TEXTAUSSCHNITT
+===+

Beachten oder ignorieren? : Untersuchungen zu Reaktionszeiten und EEG-Korrelaten des Negativ-Priming-Phänomens

Im Mittelpunkt der Arbeit steht ein in den letzten Jahren intensiv untersuchtes Phänomen der Leistungsbeeinträchtigung. Tipper (1985) fasste die zugehörige Beobachtung unter dem Begriff "negatives Priming" zusammen: Die Leistung einer Person verschlechtert sich, wenn bei einer sukzessiven Darbietung von Informationen, zuerst eine bestimmte Information ignoriert werden soll, und diese dann im nächsten Durchgang relevant für die Beantwortung einer experimentellen Aufgabe ist. Die Erklärungsmodelle zum negativen Priming basieren auf zwei unterschiedlichen Annahmen: Zum einen wird die Wirkung eines zentralen Inhibitionsmechanismus angenommen, zum anderen wird die Generierung einer Gedächtnisspur postuliert, die charakteristische Informationen über jeden präsentierten Stimulus enthält. Negatives Priming basiert in beiden Modellannahmen auf der Interferenz, der in aufeinander folgenden Darbietungen enthaltenen Information.

+===+

BEREITGESTELLTE DATEN
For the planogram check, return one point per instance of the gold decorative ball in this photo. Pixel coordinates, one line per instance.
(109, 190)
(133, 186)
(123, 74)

+===+

AUFTRAG 1
Erklären Sie anhand des Textausschnitts zum negativen Priming, worauf das Phänomen nach beiden Modellannahmen beruht.
AUFTRAG 2
Beantworten Sie nach dem Textausschnitt zum negativen Priming:
(a) Wer fasste die Beobachtung in welchem Jahr unter dem Begriff "negatives Priming" zusammen?
(b) Auf welchen zwei Annahmen basieren die Erklärungsmodelle?
(c) Welche Untersuchungsgrößen nennt der Titel?
Stützen Sie sich ausschließlich auf den Textausschnitt.

ERGEBNIS 1
Nach beiden Modellannahmen beruht negatives Priming auf Interferenz. Gemeint ist die Interferenz der Information, die in aufeinanderfolgenden Darbietungen enthalten ist.

ERGEBNIS 2
(a) Tipper, 1985.
(b) Auf der Wirkung eines zentralen Inhibitionsmechanismus und auf der Generierung einer Gedächtnisspur, die charakteristische Informationen über jeden präsentierten Stimulus enthält.
(c) Reaktionszeiten und EEG-Korrelate.